---------- PAGE EXTRACT ----------
In a schema applying to a single position in an array/tuple ("items" is an array) it means...?
In a schema applying to multiple array positions ("items" as one schema, or "additionalItems") it means...?
In the schema for "schema" or "targetSchema" it means...?
This concept is not ready for a PR. There are far too many cases that need discussing and a coherent view of hypermedia resources that need to be developed before we can just toss this in.
I've set this as priority: low. People aren't crying out for it, and it doesn't fix an existing bug. It would be nice to go in the next release if the above issues can be resolved, but otherwise it shouldn't become a blocker.
I just ran into the same wall. I want to denote in a schema that a property will get removed in a later version.
So currently I have a schema with id: https://example.org/schemas/1.0/payload-schema.json
.
Now we are releasing the next version adding new properties and types named https://example.org/schemas/1.1/payload-schema.json
but also want to deprecate old stuff which got superseeded by the new types to be ultimately get removed in https://example.org/schemas/2.0/payload-schema.json
(long term future).
Simply as all document types evolve over time you need a migration phase (1.x schema series in above example).
So we want all 1.x documents to validate against all 1.x schemas. This is possible, as pointed out by @handrews above when "avoiding both required
and "additionalProperties": false
, all types are preserved and only non mandatory new stuff gets added (See also SemVer).
Now we also want validation to break when the deprecated stuff is validated against the 2.x schema.
All this is currently possible from validation POV but we lack a way to tell the user of the schema (developer) about the migration phase. Of course this can be handled by defining proprietary keys, used by whatever validator one is using or attaching a new validator to validate twice, but this will cause fragmentation of standards. Therefore defining this right in the spec would be better - or as @Relequestual stated "nice to have".
Yet, I wonder how big need is as next to no one seems to feel the need (with me being the second guy in this thread apparently). The fact that XML XSDs also lack a standardized way to define something like this makes me wonder if the schema really is the right place to add this but I fail to see a better alternative (which can be utilized by CI and yet not break production).
@discordier we've generally had trouble finding anyone who has even used hyper-schema enough to participate in discussions. So don't take the low count as necessarily indicating lack of support. I encourage you to comment on any hyper-schema issues and pull requests you see- it is a challenge for us to decide on directions when only two or three people have opinions they are comfortable expressing. Here are the issues and PRs (including but not limited to hyper-schema) that we're targeting for the next draft: https://github.com/json-schema-org/json-schema-spec/milestone/2
@Relequestual marked this low priority because we're trying to quickly resolve enough things to publish Draft 6 and this is both not essential for that immediate effort and because there are several questions without obvious answers. I'd personally be in favor of getting this into Draft 7, though, if we can't sort it out in time for Draft 6.
----------
:: TASK OBJECTIVE ::
In the thread about marking schema properties as deprecated, which draft would the last commenter like this added to if it can't be settled in time for Draft 6?
---------- DATASET EXCERPT ----------
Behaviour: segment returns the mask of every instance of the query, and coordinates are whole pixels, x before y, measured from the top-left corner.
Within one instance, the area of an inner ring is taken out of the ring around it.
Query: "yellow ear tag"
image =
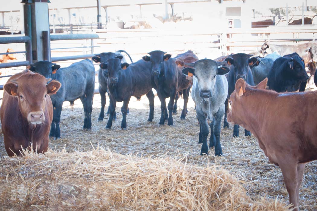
----------
:: ANSWER FOR THIS EXERCISE ::
Draft 7